● DESCRIPTION OF THE TASK
Quote every one of the records below verbatim, from the first line to the last.

● EXCERPTED DATA
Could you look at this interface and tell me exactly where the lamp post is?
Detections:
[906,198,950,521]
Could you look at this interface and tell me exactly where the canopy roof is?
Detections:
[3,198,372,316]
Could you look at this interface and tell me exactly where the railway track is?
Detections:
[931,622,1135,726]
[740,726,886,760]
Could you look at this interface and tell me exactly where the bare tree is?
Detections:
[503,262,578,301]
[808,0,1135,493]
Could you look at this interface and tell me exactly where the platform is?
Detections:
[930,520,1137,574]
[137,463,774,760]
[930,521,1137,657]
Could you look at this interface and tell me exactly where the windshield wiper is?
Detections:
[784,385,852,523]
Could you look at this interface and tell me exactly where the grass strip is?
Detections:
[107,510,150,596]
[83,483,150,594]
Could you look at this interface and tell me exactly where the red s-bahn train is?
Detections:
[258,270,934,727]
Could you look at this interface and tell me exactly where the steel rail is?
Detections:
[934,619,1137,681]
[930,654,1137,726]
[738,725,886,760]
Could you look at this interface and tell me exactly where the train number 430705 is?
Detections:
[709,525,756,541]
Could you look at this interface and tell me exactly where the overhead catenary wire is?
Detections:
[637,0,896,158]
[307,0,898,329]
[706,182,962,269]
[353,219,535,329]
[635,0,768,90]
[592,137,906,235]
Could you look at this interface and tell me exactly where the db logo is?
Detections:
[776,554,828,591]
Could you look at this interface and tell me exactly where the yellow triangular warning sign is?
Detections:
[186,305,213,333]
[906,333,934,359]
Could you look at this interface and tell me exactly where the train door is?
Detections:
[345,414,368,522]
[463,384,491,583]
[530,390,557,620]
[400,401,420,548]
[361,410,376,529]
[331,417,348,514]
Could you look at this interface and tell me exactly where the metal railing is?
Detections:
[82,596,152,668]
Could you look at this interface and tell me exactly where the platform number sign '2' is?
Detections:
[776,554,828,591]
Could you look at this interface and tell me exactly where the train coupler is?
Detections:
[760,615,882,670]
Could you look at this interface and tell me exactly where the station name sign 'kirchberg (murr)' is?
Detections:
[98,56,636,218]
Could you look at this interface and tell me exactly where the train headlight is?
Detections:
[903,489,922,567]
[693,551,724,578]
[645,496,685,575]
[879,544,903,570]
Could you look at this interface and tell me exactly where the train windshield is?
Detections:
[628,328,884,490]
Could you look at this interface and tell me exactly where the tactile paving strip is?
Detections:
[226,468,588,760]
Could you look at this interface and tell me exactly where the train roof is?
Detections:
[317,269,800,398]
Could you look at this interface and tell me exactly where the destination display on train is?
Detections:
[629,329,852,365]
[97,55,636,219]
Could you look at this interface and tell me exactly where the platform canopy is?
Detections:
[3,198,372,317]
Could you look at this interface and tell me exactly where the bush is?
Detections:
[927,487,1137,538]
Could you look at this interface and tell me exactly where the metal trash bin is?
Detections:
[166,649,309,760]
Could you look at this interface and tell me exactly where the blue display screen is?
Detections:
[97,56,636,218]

● WRITTEN ANSWER
Could you look at this interface and tell me exactly where the lamp post is?
Detections:
[906,198,950,521]
Could you look at this interface and tell me exactly where the canopy roof is?
Detections:
[3,198,372,316]
Could you look at this interface and tell me exactly where the railway track is?
Detections:
[931,622,1135,726]
[740,726,886,760]
Could you look at this interface and tell me exactly where the bare tree is?
Detections:
[503,262,578,301]
[808,0,1135,493]
Could you look at this interface and tell me exactly where the platform is?
Detections:
[930,520,1137,574]
[137,463,774,760]
[930,521,1137,657]
Could you look at this interface and tell me exactly where the windshield wiper is?
Detections:
[784,385,852,523]
Could you look at this interface and tell me exactly where the grass strip is?
Detections:
[107,510,150,596]
[83,483,150,594]
Could you look at this interface and tell me exactly where the red s-bahn train is?
Detections:
[258,270,934,727]
Could you look at this interface and tell me exactly where the steel rail is?
Detections:
[934,619,1137,681]
[930,654,1137,726]
[738,725,886,760]
Could you look at this interface and tell me exactly where the train number 430705 is?
Detections:
[709,525,756,541]
Could you look at this interface and tell me exactly where the overhead catenary wire is?
Detections:
[637,0,896,158]
[307,0,898,329]
[706,182,962,269]
[353,219,535,329]
[635,0,768,90]
[592,137,906,235]
Could you look at this interface and tell me exactly where the db logo is?
Detections:
[776,554,828,591]
Could you look at this interface and tell me exactly where the yellow triangular warning sign is?
Detections:
[186,305,213,333]
[906,333,934,359]
Could you look at this interface and tell me exactly where the train door is?
Detections:
[345,414,368,522]
[463,384,491,583]
[530,390,557,620]
[400,401,420,548]
[361,410,376,529]
[331,417,348,514]
Could you look at this interface and tell me exactly where the metal railing is?
Detections:
[82,596,152,668]
Could you look at this interface and tell me exactly where the platform number sign '2' is?
Detections:
[776,554,828,591]
Could you look at this interface and tell me exactly where the train coupler is?
Detections:
[760,615,882,670]
Could you look at this interface and tell me exactly where the station name sign 'kirchberg (murr)' is?
Detections:
[98,56,636,218]
Could you look at this interface and tell me exactly where the train headlight is?
Detections:
[903,489,922,567]
[693,551,724,578]
[645,496,685,575]
[879,544,903,570]
Could you look at this interface and tell me exactly where the train windshield is?
Detections:
[628,328,884,490]
Could you look at this interface and tell me exactly where the tactile paving strip is?
Detections:
[226,468,588,760]
Could you look at this interface and tell me exactly where the train roof is?
Detections:
[317,269,800,398]
Could you look at this interface and tell me exactly where the destination display on train is?
Detections:
[629,329,852,365]
[97,55,636,219]
Could you look at this interface and tell me exactly where the platform canopy is?
Detections:
[3,198,372,317]
Could you look at this interface and tell me exactly where the bush is?
Detections:
[927,487,1137,538]
Could you look at this interface and tell me exactly where the metal trash bin is?
Detections:
[166,649,309,760]
Could you look at this interface and tell me exactly where the blue display screen is?
Detections:
[97,56,636,218]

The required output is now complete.